(Source data)

━━━━━━━━

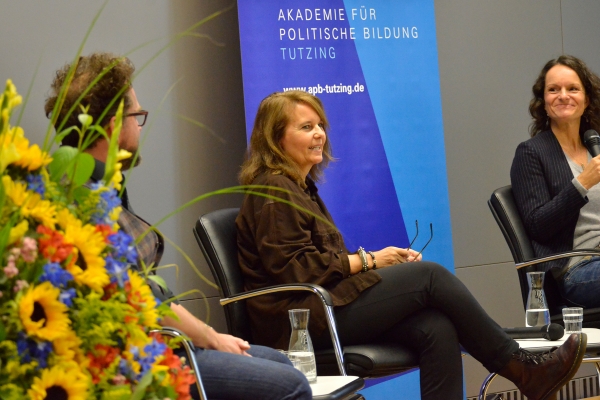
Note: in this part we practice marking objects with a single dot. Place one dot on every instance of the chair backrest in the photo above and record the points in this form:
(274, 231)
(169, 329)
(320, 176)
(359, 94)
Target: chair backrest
(503, 207)
(216, 236)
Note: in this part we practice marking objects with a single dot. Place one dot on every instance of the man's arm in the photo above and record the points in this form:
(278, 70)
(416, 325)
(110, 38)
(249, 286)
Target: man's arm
(203, 335)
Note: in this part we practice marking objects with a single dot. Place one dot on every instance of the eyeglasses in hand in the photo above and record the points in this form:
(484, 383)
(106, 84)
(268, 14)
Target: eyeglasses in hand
(415, 238)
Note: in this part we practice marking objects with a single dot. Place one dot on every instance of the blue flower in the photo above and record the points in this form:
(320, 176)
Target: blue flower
(123, 246)
(66, 296)
(125, 368)
(57, 276)
(110, 199)
(35, 183)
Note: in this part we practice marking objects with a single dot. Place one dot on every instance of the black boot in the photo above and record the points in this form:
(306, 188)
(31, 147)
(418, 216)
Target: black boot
(541, 376)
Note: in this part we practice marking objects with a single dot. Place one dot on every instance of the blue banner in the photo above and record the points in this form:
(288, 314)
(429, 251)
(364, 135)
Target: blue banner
(374, 65)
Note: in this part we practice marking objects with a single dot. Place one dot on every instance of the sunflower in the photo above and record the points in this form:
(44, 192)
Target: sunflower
(31, 158)
(68, 348)
(60, 383)
(42, 314)
(31, 203)
(88, 269)
(18, 231)
(140, 297)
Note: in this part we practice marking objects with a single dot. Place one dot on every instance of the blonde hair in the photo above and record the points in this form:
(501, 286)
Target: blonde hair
(265, 153)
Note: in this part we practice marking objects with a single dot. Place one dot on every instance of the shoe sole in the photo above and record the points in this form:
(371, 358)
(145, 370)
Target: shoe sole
(580, 353)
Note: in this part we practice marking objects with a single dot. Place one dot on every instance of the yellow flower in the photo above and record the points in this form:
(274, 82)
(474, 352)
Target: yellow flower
(68, 348)
(141, 298)
(60, 383)
(89, 268)
(31, 203)
(8, 153)
(18, 231)
(42, 314)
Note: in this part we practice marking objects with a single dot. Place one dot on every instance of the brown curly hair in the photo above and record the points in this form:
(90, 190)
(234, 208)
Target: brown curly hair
(591, 85)
(265, 153)
(114, 84)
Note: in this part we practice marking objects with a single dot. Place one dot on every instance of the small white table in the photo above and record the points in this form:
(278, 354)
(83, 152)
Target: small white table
(540, 345)
(336, 387)
(593, 346)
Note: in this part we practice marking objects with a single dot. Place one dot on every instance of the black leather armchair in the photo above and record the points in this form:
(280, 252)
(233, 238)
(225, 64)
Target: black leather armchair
(506, 214)
(216, 236)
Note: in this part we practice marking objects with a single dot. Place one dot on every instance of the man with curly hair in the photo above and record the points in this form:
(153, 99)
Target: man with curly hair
(230, 367)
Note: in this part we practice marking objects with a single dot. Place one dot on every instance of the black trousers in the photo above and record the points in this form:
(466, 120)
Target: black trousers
(425, 307)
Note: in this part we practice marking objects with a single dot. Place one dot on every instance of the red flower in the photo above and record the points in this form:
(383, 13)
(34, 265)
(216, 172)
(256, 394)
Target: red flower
(101, 359)
(52, 246)
(181, 376)
(105, 231)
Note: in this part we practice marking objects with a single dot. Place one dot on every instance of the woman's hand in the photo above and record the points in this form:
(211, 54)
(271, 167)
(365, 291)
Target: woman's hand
(591, 174)
(230, 344)
(395, 255)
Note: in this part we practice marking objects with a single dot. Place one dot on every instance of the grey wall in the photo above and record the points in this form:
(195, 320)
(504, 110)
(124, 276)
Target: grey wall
(489, 55)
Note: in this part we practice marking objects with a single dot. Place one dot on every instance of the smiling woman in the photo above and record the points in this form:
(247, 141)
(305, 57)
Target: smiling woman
(555, 179)
(388, 295)
(304, 138)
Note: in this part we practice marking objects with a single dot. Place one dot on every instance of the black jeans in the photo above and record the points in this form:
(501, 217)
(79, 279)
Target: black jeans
(425, 307)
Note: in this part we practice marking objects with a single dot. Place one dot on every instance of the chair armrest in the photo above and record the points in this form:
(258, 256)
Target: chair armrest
(290, 287)
(190, 351)
(557, 256)
(299, 287)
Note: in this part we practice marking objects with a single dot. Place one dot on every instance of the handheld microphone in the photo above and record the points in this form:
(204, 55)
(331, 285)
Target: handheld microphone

━━━━━━━━

What you will do
Copy out the entries with "single dot" swapped for "single point" everywhere it occurs and everything else left as it is. Omit the pictures.

Answer to this task
Note: in this part we practice marking objects with a single point. Place one dot on every instance of the chair backrest in the photo above and record the points in this form:
(274, 231)
(169, 329)
(320, 176)
(359, 94)
Target: chair backrest
(503, 207)
(216, 236)
Note: in this part we practice marking objects with a single point. Place one dot on every instance of the man's arm in the photo above and record the points in this form:
(278, 70)
(416, 325)
(110, 38)
(249, 286)
Target: man's arm
(203, 335)
Note: in this part we practice marking objects with a single point. Place one dot on every instance of the eyeglasses in hand in the photo above and record the points in this form:
(484, 383)
(106, 84)
(268, 14)
Target: eyeglasses in hand
(415, 238)
Note: in this part we practice marking objects with a single point. Place one dot on every instance of the blue flower in the photo above and record the points in this form:
(320, 176)
Target: blue flower
(123, 246)
(66, 296)
(125, 368)
(57, 276)
(110, 199)
(35, 183)
Note: in this part we practice marking objects with a single point. Place one dot on every instance of the black boot in the photo above and record the points in this form:
(306, 188)
(31, 147)
(418, 216)
Target: black boot
(541, 376)
Note: in this part we practice marking objects with a single point. Place one dot on every instance of the blue banner in the photo above and record the points in this form:
(288, 314)
(429, 251)
(364, 135)
Target: blue banner
(374, 65)
Note: in this part we practice marking objects with a single point. Place one dot on every instance of the sunflower in the photo above and record the points in this form:
(44, 192)
Target: sunflower
(31, 158)
(68, 348)
(60, 383)
(42, 314)
(31, 203)
(88, 269)
(18, 231)
(140, 297)
Note: in this part we practice marking objects with a single point. Place one dot on every instance of the blonde hair in the photo above and record the points in this form:
(501, 286)
Target: blonde hair
(265, 153)
Note: in this part we practice marking objects with a single point. Place one dot on every instance of the shoe sole in the photo above and record the points in this form:
(371, 358)
(145, 370)
Target: shoe sole
(580, 353)
Note: in this part we practice marking objects with a single point. Place one dot on every instance of the yellow flower in the photo above and record the points in this form:
(274, 82)
(474, 352)
Target: yellow flower
(68, 348)
(141, 298)
(60, 383)
(89, 268)
(31, 203)
(8, 153)
(18, 231)
(42, 314)
Note: in this part we practice marking objects with a single point. Place one dot on every instance of the brown curly hair in the photo above and record the points in this form:
(90, 190)
(234, 208)
Target: brown curly hair
(591, 85)
(265, 153)
(114, 84)
Note: in this part we practice marking objects with a single point. Place one dot on every instance of the small white table in the photo above and record the points in this form:
(278, 354)
(83, 152)
Target: small white table
(540, 345)
(336, 387)
(593, 346)
Note: in this part we practice marking objects with a single point. Place one dot on every instance of the black leather armchair in the photo above and record the points in this form:
(280, 252)
(233, 238)
(225, 64)
Target: black leather armchair
(506, 214)
(216, 236)
Note: in this part we practice marking objects with a single point. Place one dot on every instance of the man with curly hair in the photo above and record the points in this form:
(153, 99)
Target: man with curly hair
(230, 367)
Note: in this part we practice marking objects with a single point. Place one dot on every instance of the black trousers in the photo above and record the points in this form:
(466, 120)
Target: black trousers
(425, 307)
Note: in this part we practice marking objects with a single point. Place one dot on every instance of the red flower in the photo above and record the points in this form:
(383, 13)
(34, 265)
(216, 172)
(256, 394)
Target: red flower
(101, 359)
(52, 246)
(181, 376)
(105, 231)
Note: in this part we practice marking objects with a single point. Place one dot on every instance of the woman's hand in the photo above and record the points in this form:
(211, 54)
(271, 167)
(365, 291)
Target: woman's hand
(591, 174)
(230, 344)
(395, 255)
Note: in this part we practice marking objects with a single point. Place one dot on every instance of the grey wall in the photo above and record the points in this form:
(195, 320)
(504, 110)
(124, 276)
Target: grey wall
(489, 55)
Note: in this part we practice marking objects with a single point. Place one dot on every instance of the smiling woman in the photo above and record the points in this form:
(247, 141)
(305, 57)
Target: smiling woman
(555, 179)
(388, 295)
(304, 138)
Note: in this part we practice marking objects with a single point. Place one dot on every instance of the black jeans in the photo above and record the points in this form:
(501, 217)
(79, 279)
Target: black jeans
(425, 307)
Note: in this part we practice marking objects with a single point. Place one dot on every instance of the chair armrest in the photo above and record the points in this form:
(258, 256)
Target: chair armrest
(290, 287)
(190, 351)
(557, 256)
(299, 287)
Note: in this part we practice marking objects with a single point. Place one dot on every instance of the handheld microphone in the photo above and record the points in this form:
(204, 55)
(331, 285)
Target: handheld microphone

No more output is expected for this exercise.